Due to "budget constraints" -- 31 DMV offices are losing their driver's licenses examiners.
As John Archibald wrote in a column at AL.com, of the 10 Alabama counties with the highest percentage of non-white registered voters, eight will lose their driver's license bureaus.
Of the 10 that voted in the highest percentages for Barack Obama, eight of them had their offices closed.
And all five of the counties that voted most solidly democratic lost their driver license offices.
Which means that people within those majority-African American counties will need to travel to another county in order to get a driver's license, and that's a big problem for people who still need to register to vote.
Because the same Alabama Legislature that set up this voter suppression tactic also passed a bill in 2011 that requires all voters to have a photo ID.
This is almost certainly not a coincidence, it looks more like a concerted effort to suppress Black votes.
Alabama's Republican-controlled legislature is making it harder and harder for minorities and low-income people to get the type of photo ID that they will need in order to vote in the next elections.
But even if this isn't a targeted effort to suppress minority and low-income votes in the state, the end effect is that it fundamentally undermines our democracy by making it more difficult to register to vote in the counties that just lost their driver's license bureaus.

- [Given information]
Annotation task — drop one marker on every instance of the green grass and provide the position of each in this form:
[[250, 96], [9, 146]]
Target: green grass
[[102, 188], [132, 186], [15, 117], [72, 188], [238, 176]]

- [Tasks and exercises]
a: The passage on Alabama's driver's license office closures describes several groups of counties that lost their offices. List each group, along with how many counties in it lost offices.
b: Answer these questions from the passage on Alabama's driver's license office closures:
(i) How many DMV offices are losing their driver's license examiners?
(ii) In what year did the Alabama Legislature pass the bill requiring all voters to have a photo ID?
(iii) Who wrote the column cited in the passage, and where did it appear?
c: Write a continuation of the passage on Alabama's driver's license office closures, picking up after its final sentence.

- [Exercise results]
a:
- Eight of the 10 Alabama counties with the highest percentage of non-white registered voters
- Eight of the 10 counties that voted in the highest percentages for Barack Obama
- All five of the counties that voted most solidly Democratic

b:
(i) 31
(ii) 2011
(iii) John Archibald, at AL.com

c:
This bald-faced attempt to block minorities from voting should face a Justice Department investigation.
The simple fact is, from 1965 until 2013, this move would have triggered a federal review under Section 4 of the Voting Rights Act.
Section 4 required states with a history of discrimination, like Alabama, to have any consequential changes in voting laws reviewed by the federal government.
But that part of the Voting Rights Act was struck down by the Supreme Court two years ago with the Shelby County v. Holder ruling, in which Chief Justice John Roberts argued that Section 4 was unnecessary because "things have changed dramatically" in the South since 1965.
With that pesky Voting Rights Act out of the way, for example, North Carolina Republican Gov. Pat McCrory and the Republican controlled North Carolina legislature passed sweeping changes to their voter registration laws.